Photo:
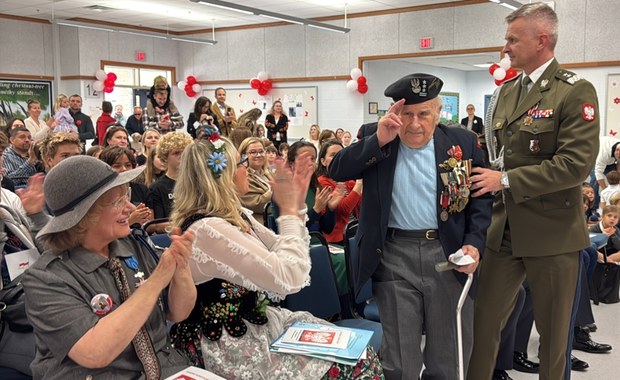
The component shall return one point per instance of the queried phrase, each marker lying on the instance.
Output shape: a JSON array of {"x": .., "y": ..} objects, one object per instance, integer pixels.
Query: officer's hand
[{"x": 390, "y": 124}]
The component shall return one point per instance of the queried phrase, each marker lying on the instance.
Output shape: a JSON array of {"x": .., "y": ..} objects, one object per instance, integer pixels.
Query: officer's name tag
[{"x": 18, "y": 262}]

# Requirement
Could you output every entry exactly as written, skipping the pictures?

# Answer to the problem
Photo:
The component shall return one point per instance of the queried phrase, each marker lying on the instance.
Output shape: a JSON array of {"x": .., "y": ..} objects, one object per instance, integer pixels.
Query: officer's hand
[{"x": 390, "y": 124}]
The component shall return one point per instance of the queried phrase, each marker lying on the instance.
Output shape: a JSON array of {"x": .., "y": ..} objects, one object per instance, integer pixels.
Query: officer's name tag
[{"x": 18, "y": 262}]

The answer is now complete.